Count the lines in the listing below that contain the word "marked", and reply with that number alone.

* [Task material]
====================
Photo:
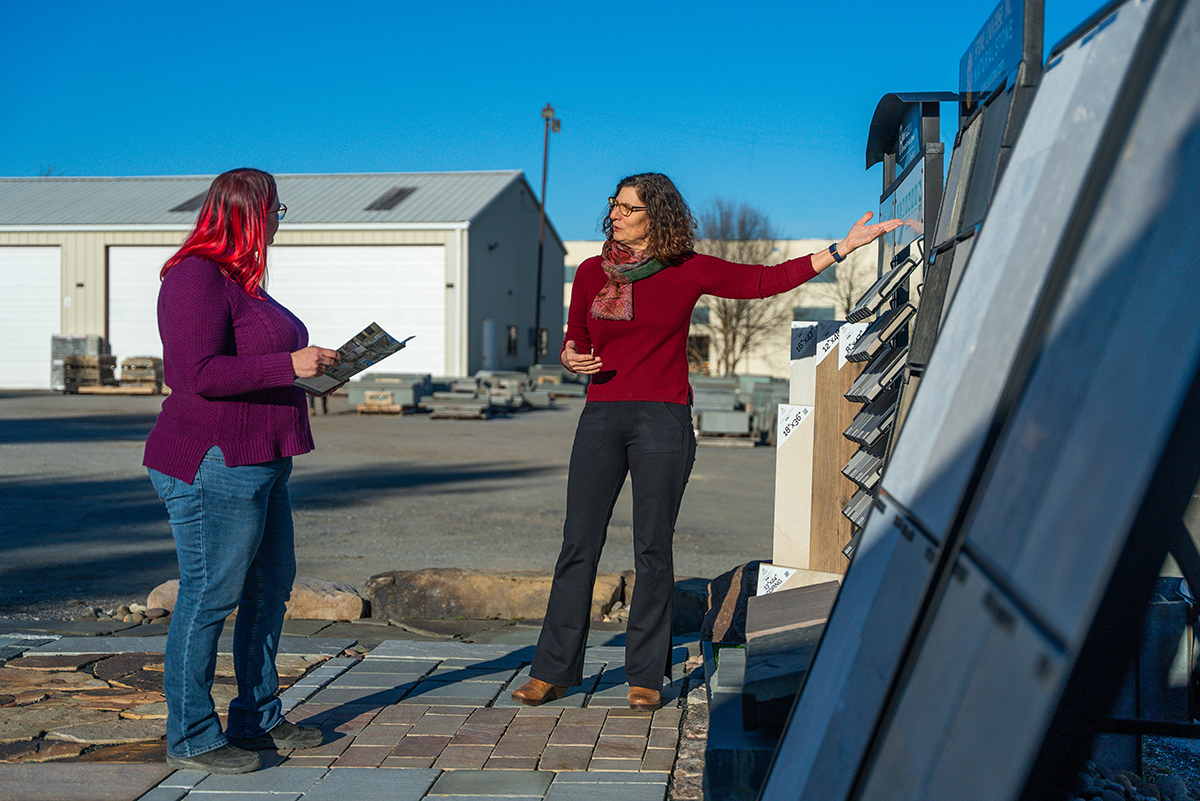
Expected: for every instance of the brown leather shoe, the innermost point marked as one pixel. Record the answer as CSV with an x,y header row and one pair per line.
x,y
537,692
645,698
====================
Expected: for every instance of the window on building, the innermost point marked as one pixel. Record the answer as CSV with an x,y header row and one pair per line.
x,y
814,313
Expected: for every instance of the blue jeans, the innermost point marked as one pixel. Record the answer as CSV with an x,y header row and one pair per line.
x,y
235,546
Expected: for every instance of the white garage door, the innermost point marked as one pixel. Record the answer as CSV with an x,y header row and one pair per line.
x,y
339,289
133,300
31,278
====================
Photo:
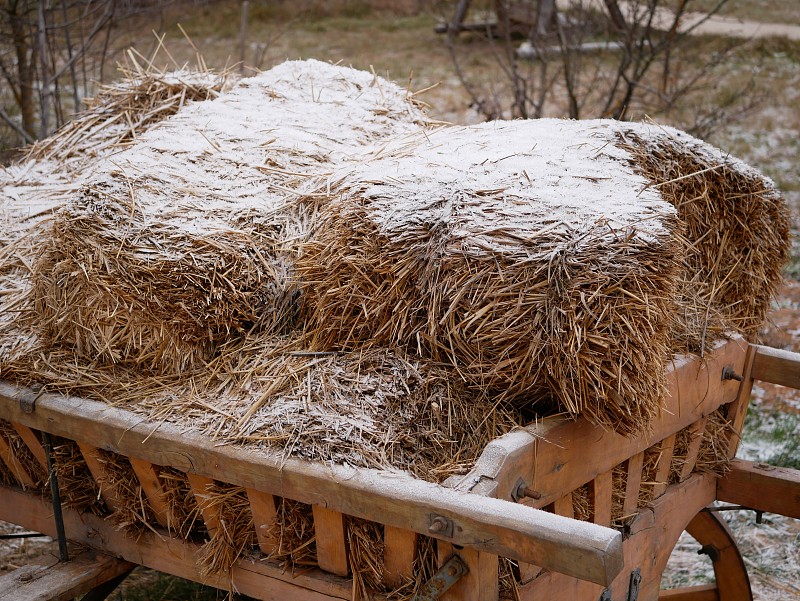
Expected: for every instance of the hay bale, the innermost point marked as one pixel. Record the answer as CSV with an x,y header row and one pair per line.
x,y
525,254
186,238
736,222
====================
* [Correct output] 5